*TO DO*. Can you write the next part of the code review message about the RISC-V vectorized hash code patch, picking up right after its last line?

RFR: 8322174: RISC-V: C2 VectorizedHashCode RVV Version [v8]

Mon May 5 18:12:49 UTC 2025

On Mon, 5 May 2025 10:17:27 GMT, Yuri Gaevsky <duke at openjdk.org> wrote:

>> The patch adds possibility to use RVV instructions for faster vectorizedHashCode calculations on RVV v1.0.0 capable hardware.
>> 
>> Testing: hotspot/jtreg/compiler/ under QEMU-8.1 with RVV v1.0.0.
>
> Yuri Gaevsky has updated the pull request incrementally with one additional commit since the last revision:
> 
>   change slli+add sequence to shadd

As you can expect I am trying to implement the following code with RVV:

for (; i + (N-1) < cnt; i += N) {
   h =   31^^N     * h 
       + 31^^(N-1) * val[i + 0] 
       + 31^^(N-2) * val[i + 1] 
	   ...

*MATERIAL SHOWN*.
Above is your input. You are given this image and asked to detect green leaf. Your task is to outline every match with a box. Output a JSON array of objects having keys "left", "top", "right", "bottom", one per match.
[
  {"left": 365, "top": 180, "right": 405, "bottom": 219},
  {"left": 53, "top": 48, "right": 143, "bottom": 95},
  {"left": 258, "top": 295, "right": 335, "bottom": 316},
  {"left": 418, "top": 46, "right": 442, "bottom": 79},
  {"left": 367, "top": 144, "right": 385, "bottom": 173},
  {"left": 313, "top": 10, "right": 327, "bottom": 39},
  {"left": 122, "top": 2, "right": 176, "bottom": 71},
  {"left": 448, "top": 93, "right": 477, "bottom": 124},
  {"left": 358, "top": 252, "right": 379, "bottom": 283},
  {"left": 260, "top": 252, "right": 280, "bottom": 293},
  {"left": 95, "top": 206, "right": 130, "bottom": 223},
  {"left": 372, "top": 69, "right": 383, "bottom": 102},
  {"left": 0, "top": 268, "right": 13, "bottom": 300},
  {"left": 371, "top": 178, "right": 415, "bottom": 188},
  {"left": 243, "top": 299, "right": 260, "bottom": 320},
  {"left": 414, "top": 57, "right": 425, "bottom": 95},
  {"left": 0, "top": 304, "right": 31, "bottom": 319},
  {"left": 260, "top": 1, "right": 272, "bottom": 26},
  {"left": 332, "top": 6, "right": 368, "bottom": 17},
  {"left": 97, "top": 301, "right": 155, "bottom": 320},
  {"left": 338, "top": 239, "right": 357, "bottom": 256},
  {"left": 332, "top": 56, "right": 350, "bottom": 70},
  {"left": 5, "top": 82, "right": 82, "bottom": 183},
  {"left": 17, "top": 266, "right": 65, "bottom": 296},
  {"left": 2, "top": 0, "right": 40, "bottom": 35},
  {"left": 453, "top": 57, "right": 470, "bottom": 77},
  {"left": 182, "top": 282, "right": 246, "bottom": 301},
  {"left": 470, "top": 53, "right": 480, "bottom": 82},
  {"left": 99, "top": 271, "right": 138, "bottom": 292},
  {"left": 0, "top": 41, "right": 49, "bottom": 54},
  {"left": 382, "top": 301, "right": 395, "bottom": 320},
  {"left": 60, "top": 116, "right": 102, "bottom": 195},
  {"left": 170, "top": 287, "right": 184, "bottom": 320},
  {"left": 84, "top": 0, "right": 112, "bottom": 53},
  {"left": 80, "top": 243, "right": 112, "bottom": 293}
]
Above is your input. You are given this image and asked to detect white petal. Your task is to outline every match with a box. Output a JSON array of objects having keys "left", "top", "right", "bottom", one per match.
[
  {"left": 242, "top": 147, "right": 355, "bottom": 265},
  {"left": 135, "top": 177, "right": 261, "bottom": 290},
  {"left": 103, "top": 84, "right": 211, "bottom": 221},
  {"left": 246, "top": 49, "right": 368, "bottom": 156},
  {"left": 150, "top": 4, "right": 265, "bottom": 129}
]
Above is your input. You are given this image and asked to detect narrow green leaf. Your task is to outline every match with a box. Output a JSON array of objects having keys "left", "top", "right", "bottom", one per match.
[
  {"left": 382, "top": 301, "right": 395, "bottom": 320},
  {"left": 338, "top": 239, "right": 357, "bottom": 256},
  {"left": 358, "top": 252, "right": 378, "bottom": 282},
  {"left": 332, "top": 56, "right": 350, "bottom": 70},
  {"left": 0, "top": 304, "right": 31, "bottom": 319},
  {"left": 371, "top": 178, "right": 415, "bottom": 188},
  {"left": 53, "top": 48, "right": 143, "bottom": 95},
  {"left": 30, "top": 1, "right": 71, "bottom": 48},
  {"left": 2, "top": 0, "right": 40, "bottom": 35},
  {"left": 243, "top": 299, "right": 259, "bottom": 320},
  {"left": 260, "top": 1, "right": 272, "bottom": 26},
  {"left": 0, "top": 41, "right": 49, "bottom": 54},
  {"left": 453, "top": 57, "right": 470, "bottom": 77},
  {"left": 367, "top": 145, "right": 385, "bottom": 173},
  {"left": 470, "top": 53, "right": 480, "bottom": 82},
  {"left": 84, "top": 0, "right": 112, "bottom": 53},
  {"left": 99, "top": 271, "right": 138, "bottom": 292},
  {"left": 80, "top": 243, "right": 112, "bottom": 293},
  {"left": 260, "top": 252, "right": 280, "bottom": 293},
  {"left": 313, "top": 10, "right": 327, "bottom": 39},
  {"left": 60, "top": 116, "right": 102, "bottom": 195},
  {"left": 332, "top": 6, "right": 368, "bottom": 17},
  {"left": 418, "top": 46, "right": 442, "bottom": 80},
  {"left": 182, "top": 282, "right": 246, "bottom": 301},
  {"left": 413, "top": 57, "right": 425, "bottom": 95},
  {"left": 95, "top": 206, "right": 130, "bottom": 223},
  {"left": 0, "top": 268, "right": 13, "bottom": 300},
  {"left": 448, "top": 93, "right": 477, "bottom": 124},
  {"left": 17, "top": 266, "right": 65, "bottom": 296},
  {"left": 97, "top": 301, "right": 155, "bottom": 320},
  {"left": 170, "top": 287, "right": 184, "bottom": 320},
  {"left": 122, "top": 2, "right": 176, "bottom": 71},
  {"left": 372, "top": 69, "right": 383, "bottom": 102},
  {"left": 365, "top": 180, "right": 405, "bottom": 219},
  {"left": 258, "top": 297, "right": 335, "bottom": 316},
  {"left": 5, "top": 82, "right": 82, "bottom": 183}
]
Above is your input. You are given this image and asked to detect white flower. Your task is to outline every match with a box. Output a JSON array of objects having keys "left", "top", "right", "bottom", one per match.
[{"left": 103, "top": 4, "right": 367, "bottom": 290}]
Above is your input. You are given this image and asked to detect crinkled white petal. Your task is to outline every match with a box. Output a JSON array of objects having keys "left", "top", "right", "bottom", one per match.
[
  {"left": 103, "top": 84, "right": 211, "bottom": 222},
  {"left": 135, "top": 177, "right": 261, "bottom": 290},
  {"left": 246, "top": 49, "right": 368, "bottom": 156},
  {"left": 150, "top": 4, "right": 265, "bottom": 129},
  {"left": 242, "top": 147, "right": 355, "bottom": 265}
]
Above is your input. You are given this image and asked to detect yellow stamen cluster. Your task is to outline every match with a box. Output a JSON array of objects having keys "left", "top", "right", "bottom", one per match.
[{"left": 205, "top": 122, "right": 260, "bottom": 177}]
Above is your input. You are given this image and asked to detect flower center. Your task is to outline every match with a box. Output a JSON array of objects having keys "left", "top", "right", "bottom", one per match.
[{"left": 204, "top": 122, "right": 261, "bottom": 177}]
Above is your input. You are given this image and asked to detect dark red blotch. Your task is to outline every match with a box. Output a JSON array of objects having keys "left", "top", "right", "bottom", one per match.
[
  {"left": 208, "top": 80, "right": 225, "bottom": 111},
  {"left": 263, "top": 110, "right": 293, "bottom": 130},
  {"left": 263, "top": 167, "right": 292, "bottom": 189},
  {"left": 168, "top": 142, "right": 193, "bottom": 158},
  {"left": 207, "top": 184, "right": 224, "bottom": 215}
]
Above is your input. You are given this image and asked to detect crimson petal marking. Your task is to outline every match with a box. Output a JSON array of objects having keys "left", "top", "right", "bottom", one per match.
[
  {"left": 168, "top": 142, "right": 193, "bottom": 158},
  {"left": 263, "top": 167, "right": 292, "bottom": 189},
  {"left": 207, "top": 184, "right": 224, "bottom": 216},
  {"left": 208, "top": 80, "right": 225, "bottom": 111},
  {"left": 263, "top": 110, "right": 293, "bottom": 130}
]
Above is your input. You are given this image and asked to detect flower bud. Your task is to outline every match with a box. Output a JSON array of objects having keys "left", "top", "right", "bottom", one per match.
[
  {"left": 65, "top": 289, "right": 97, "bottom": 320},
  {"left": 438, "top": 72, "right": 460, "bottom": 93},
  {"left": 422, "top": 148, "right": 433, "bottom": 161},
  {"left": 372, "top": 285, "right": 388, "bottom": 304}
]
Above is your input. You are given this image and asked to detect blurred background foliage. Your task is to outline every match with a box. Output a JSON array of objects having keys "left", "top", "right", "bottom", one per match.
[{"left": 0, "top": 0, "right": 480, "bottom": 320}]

---

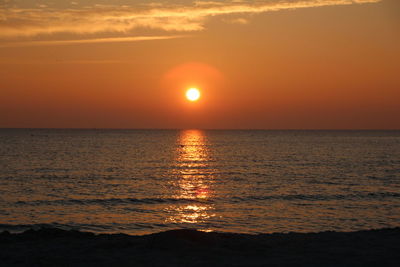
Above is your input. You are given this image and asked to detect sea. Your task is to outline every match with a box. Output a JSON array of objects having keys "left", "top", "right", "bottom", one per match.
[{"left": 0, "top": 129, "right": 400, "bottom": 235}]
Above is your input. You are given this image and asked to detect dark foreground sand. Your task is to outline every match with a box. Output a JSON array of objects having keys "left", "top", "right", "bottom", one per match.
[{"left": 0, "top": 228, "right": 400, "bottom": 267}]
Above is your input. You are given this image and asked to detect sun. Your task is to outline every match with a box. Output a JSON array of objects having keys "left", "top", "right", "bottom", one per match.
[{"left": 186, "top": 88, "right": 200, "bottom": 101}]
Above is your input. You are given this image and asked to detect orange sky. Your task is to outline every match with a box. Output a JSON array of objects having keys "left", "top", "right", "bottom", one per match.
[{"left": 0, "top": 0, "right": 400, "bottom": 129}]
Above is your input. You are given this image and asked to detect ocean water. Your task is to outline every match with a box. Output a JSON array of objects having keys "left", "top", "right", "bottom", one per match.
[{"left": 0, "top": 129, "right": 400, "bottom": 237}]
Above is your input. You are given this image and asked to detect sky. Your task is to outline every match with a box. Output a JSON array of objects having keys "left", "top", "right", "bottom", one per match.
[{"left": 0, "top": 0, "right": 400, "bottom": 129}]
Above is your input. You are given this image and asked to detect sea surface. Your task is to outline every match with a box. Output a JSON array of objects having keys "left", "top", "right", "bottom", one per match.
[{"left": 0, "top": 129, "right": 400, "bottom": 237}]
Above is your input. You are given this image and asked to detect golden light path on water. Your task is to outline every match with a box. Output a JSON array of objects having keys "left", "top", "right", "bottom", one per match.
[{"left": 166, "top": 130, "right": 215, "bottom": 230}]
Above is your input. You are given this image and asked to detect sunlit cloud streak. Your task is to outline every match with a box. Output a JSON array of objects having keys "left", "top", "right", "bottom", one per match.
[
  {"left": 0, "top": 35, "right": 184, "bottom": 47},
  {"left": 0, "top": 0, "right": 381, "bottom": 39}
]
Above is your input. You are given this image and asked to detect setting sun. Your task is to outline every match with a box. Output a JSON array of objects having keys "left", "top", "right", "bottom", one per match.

---

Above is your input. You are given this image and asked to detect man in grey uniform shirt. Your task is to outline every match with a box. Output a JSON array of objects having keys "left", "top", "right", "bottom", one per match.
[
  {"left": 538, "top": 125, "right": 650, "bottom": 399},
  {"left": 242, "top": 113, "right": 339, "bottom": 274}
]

*EXERCISE ANSWER*.
       + 31^^1 * val[i + (N-2)] 
       + 31^^0 * val[i + (N-1)];
}
for (; i < cnt; i++) {
   h = 31 * h + val[i];
}

where `N` is a number of processing array elements in "chunk".
IIUC, the main issue with your approach is "reverse" order of array elements versus preloaded `31^^X` coeffs WHEN the remaining number of elems is less than `N`, say `M=N-1`.

   h =   31^^M     * h 
       + 31^^(M-1) * val[i + 0] 
       + 31^^(M-2) * val[i + 1] 
	   ...
       + 31^^1 * val[i + (M-2)] 
       + 32^^0 * val[i + (M-1)];

or returning to our `N` for clarity

   h =   31^^(N-1)     * h 
       + 31^^(N-2) * val[i + 0] 
       + 31^^(N-3) * val[i + 1] 
	   ...
       + 31^^1 * val[i + (N-3)] 
       + 31^^0 * val[i + (N-2)];

Now we need to "slide down" preloaded multiplier coeffs in designated vector register by one (as `M=N-1`) to be in "sync" with `val[i + X]` (may be move them into temporary VR in the process), and moreover, DO this operation IFF the remaining `cnt` is less than `N` (==>an additional check on every iteration). That's probably acceptable only at tail phase as one-time operation but NOT inside of main loop...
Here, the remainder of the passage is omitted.